§ **Request 1**
Answer these questions about the bar association ethics opinion below:
(a) What number and date does the opinion carry?
(b) Which rule does the digest cite for the lawyer's duty of confidentiality toward a prospective client?
(c) Which committee issued the opinion?

§ **Passage provided**
New York State Bar Association
Clients (prospective), confidentiality
Committee on Professional Ethics
Opinion 1067 (7/27/15)
Topic: Prospective clients; confidentiality; duty to inform client of material developments
Digest: When a person consults with a lawyer in good faith about possible representation in a matter, the lawyer owes a duty of confidentiality pursuant to Rule 1.18(b) with respect to information the lawyer learns in the consultation, absent the prospective client’s consent to disclosure or use. Whether the prospective client’s identity, the fact of the consultation, and the subject matter of the consultation constitute confidential information turns on whether the information is protected by the attorney-client privilege, on whether disclosure likely would be embarrassing or detrimental to the prospective client, and on whether the prospective client has asked the lawyer not to disclose the information. Whether the consultation precludes or restricts the lawyer from undertaking representation of another client or continuing to represent another client depends on whether the matters are the same or substantially related and on whether the information the lawyer learned from the prospective client could be “significantly harmful” to the prospective client in the matter.
Rules: 1.4(a), 1.6(a), 1.9(c), and 1.18(a)-(d)

Location identification entries
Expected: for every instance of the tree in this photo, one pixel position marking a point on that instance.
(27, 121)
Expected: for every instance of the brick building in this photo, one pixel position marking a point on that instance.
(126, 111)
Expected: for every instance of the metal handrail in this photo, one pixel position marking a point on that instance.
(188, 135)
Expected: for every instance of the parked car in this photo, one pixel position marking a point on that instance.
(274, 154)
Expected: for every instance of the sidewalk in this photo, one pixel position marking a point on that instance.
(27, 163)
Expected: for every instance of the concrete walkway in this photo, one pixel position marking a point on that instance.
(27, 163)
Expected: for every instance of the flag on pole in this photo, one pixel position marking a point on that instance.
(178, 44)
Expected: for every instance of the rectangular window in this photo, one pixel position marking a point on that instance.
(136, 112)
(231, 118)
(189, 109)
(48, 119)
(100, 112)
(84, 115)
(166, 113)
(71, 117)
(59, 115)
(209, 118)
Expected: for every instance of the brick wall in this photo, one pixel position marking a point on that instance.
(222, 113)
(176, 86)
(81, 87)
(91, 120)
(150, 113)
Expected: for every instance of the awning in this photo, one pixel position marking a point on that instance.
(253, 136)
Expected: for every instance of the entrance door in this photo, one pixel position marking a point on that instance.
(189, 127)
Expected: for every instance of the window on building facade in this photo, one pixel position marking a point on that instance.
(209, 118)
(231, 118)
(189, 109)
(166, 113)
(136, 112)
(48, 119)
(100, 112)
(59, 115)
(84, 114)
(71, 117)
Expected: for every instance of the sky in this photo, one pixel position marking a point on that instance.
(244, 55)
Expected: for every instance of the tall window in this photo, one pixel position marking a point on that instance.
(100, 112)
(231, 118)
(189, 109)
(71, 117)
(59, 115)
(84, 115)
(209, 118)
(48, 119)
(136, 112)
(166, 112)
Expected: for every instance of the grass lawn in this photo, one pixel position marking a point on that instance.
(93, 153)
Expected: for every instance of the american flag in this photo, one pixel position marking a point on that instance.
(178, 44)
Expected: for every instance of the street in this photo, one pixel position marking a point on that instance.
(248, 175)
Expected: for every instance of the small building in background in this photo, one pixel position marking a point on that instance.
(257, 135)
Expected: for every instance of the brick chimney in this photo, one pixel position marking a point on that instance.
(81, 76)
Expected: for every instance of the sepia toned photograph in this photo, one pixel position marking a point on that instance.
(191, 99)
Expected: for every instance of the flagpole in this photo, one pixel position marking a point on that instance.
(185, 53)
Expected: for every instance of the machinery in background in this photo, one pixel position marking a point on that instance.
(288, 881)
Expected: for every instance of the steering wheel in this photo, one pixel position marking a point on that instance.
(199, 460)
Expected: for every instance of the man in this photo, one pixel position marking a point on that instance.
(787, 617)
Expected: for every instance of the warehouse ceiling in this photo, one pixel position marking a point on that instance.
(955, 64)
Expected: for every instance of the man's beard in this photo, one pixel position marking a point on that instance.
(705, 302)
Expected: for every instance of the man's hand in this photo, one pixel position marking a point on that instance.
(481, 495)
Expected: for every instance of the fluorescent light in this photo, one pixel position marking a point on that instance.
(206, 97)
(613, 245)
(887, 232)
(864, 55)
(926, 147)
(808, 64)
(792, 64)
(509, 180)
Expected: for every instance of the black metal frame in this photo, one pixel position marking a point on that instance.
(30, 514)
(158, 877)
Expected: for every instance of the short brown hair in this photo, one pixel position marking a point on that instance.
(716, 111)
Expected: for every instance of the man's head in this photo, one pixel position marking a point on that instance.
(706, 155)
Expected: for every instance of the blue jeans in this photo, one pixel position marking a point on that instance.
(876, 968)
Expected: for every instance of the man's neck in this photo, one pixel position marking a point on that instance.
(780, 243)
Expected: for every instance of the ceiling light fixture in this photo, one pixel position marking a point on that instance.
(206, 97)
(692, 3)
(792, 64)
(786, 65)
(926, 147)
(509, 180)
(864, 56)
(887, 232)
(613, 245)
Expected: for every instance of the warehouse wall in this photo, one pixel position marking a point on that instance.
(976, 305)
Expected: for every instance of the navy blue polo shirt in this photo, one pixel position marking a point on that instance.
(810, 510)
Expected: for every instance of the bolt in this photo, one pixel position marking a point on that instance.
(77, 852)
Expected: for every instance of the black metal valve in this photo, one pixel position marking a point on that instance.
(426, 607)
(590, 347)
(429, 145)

§ **Request 2**
Reproduce the lines of the records from the line containing "Expected: for every instance of the black metal valve" through the end of the records, both ends included.

§ **Full output 1**
(a) Opinion 1067, dated 7/27/15.
(b) Rule 1.18(b).
(c) The Committee on Professional Ethics.

§ **Full output 2**
Expected: for every instance of the black metal valve in this photo, one pixel position marking a point on that instance.
(426, 607)
(590, 347)
(429, 145)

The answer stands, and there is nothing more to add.